- PROBLEM
Copy out all of the data below exactly, so that no word differs from the original.

Records from a dataset:
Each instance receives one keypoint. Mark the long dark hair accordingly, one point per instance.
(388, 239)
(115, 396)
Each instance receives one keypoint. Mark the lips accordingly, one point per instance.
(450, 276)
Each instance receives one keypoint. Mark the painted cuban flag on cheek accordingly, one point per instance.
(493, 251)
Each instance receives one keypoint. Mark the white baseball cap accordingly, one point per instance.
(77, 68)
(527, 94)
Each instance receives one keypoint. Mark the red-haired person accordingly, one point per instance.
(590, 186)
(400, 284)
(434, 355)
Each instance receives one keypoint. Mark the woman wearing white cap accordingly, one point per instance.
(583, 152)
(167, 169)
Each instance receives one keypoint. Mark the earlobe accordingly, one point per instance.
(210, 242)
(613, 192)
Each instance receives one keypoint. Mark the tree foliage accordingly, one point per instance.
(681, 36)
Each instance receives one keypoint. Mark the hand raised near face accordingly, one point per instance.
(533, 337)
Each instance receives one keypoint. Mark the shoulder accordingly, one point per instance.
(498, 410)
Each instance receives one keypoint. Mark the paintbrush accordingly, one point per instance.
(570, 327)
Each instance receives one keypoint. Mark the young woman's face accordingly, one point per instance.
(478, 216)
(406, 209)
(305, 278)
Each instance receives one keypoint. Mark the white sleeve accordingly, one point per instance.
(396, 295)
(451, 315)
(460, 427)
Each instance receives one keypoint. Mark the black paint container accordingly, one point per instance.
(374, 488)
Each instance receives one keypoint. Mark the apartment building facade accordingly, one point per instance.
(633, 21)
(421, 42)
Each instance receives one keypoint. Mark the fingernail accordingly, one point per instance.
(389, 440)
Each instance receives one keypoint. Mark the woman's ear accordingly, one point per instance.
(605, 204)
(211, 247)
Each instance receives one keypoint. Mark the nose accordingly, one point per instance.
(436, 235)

- RESULT
Each instance receives one keypoint. Mark the long dark hair accordingly, one point per instance.
(388, 239)
(115, 396)
Each instance receives one keypoint. Mark the lips accordingly, one point per instance.
(450, 276)
Each instance receives one keypoint. Mark the painted cuban flag on cheek accordingly, one point per instance.
(493, 251)
Each instance receives one keypoint. Mark the white baseball cap accordingly, one point per instance.
(77, 68)
(527, 94)
Each instance receives one keypoint. Mark the red-haired person accordingly, one point per instance.
(590, 186)
(400, 284)
(434, 355)
Each instance receives one keypoint. Mark the woman wearing white cap accordingly, one point per instance.
(583, 152)
(167, 169)
Each instance receives one keypoint. Mark the earlobe accordingly, one point per instance.
(210, 242)
(613, 192)
Each instance receives one keypoint. Mark the tree foliage accordingly, one point per instance.
(681, 36)
Each instance receives one keypoint. Mark the hand raised near face accordingly, one point per instance.
(533, 337)
Each instance receives one keypoint. Mark the shoulder accordingly, one point per instance.
(498, 410)
Each instance receives one keypoint. Mark the paintbrush accordingly, one point per instance.
(570, 327)
Each instance receives one keypoint. Mark the young woman's face accordingly, one point per instance.
(478, 216)
(406, 209)
(305, 278)
Each instance receives one keypoint. Mark the white sleeve accordingly, one point per instance.
(396, 295)
(451, 315)
(460, 427)
Each instance receives one keypoint. Mark the black paint container accordingly, one point per instance.
(374, 488)
Each instance receives one keypoint. Mark the apartment building facade accordingly, one point per instance.
(633, 21)
(421, 42)
Each instance receives one keypoint. Mark the fingernail accordingly, one point per instance.
(389, 440)
Each instance receives one keypoint. Mark the woman's ear accordingly, one point per instance.
(605, 204)
(211, 247)
Each instance receives one keypoint. Mark the nose accordingly, one point per instance.
(436, 235)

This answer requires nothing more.